REQUEST:
Restate all of the data exactly.

Point labeling examples:
------------------------
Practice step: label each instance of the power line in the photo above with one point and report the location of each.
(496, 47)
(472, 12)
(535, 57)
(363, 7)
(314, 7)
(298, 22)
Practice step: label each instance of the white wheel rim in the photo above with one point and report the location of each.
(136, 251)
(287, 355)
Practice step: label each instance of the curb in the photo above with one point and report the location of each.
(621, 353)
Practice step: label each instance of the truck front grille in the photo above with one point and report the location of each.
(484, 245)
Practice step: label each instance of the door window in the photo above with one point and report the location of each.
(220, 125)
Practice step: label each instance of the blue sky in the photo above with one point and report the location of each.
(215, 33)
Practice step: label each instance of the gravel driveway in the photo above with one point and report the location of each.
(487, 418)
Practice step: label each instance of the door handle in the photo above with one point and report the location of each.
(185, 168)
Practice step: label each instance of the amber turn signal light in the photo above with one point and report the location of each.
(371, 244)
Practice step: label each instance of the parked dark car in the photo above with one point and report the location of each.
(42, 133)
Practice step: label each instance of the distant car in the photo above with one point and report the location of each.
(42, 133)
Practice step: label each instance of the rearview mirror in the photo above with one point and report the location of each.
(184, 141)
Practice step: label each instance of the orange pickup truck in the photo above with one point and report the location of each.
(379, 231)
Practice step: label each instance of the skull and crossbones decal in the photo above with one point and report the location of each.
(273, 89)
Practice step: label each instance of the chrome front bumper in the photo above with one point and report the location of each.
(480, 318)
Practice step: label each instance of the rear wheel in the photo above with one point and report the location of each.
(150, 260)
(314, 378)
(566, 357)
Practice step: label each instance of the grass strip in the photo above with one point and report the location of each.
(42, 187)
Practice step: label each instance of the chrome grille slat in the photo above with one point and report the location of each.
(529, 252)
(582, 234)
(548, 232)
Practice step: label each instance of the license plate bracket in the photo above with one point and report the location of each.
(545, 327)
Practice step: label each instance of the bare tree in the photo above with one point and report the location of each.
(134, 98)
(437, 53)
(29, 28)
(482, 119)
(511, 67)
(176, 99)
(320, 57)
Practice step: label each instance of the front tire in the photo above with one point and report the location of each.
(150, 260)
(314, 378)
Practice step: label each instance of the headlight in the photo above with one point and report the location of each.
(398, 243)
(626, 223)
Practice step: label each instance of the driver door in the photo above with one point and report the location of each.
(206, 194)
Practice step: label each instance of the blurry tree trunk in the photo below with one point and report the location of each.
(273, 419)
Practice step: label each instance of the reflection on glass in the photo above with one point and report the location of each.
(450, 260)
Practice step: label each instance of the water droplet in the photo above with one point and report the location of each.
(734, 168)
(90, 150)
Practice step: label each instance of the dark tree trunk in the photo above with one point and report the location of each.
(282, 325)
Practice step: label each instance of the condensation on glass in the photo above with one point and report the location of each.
------------------------
OUTPUT BELOW:
Practice step: label each instance of the power line in the photo above with one point and report the location of each.
(496, 47)
(472, 12)
(535, 57)
(363, 7)
(314, 7)
(298, 22)
Practice step: label each instance of the white wheel rim in the photo above with one point and report the location of each.
(136, 251)
(287, 355)
Practice step: label each instance of the curb in the photo above with one point and report the location of each.
(621, 353)
Practice step: label each instance of the truck front grille in the photo above with one point and report the location of each.
(484, 245)
Practice step: label each instance of the door window in the photo above with one point and report the location of each.
(220, 125)
Practice step: label each instance of the blue sky in the photo above with one point and report the location of each.
(215, 33)
Practice step: label each instance of the gravel driveway in the photo above with one point and report the location of each.
(487, 418)
Practice step: label each instance of the door handle in the photo above with one point and report the location of each.
(185, 168)
Practice step: label each instance of the amber turn signal light in the photo above with one point and report the location of each.
(371, 244)
Practice step: label each instance of the parked dark car in the photo above with one point and report the location of each.
(42, 133)
Practice step: label each instance of the distant car in the photo above with one point and report the location of each.
(42, 133)
Practice step: label each instance of the rearview mirror in the photo above with one point and report the location of each.
(184, 141)
Practice step: label each instance of the orange pickup truck in the photo above with one point and report the location of each.
(379, 231)
Practice step: label each instance of the skull and crossbones decal in the photo above with one point and report the location of each.
(273, 89)
Practice step: label each instance of the chrome front bumper in the photo above with one point and report the location of each.
(480, 318)
Practice step: label each instance of the rear wheel in the photo above with one point and report the location of each.
(150, 260)
(314, 378)
(566, 357)
Practice step: label each instance of the grass strip in the photo above with one point and report the location of each.
(42, 187)
Practice step: label each instance of the chrome grille slat in the photo above with one point and report the location of each.
(529, 252)
(582, 234)
(548, 232)
Practice step: label each instance of the license plate bracket in the photo above with one point and report the location of each.
(545, 327)
Practice step: label each instance of the bare tree in the photo above with one point and report the location of each.
(134, 98)
(437, 53)
(29, 28)
(482, 119)
(511, 67)
(176, 99)
(320, 57)
Practice step: label each instance of the front tire in the photo above with one point and report the location of each.
(150, 260)
(314, 378)
Practice step: label each instance of the headlight in the photo above with one point and report the location of each.
(398, 243)
(626, 223)
Practice step: label each instance of the driver door in the photo above with one point and report the location of each.
(206, 194)
Practice step: label each instance of the blurry tree trunk in the photo below with one point and report the location of each.
(273, 419)
Practice step: label each instance of the reflection on glass in the photo above with one point and report the location of each.
(450, 260)
Practice step: label each instance of the water droplet in the photo above with one point and report the location of each.
(734, 168)
(90, 150)
Practice step: label each instance of the dark tree trunk in the photo above with one point and report the location of each.
(282, 325)
Practice step: label each instance of the condensation on glass in the photo above with one point and report the location of each.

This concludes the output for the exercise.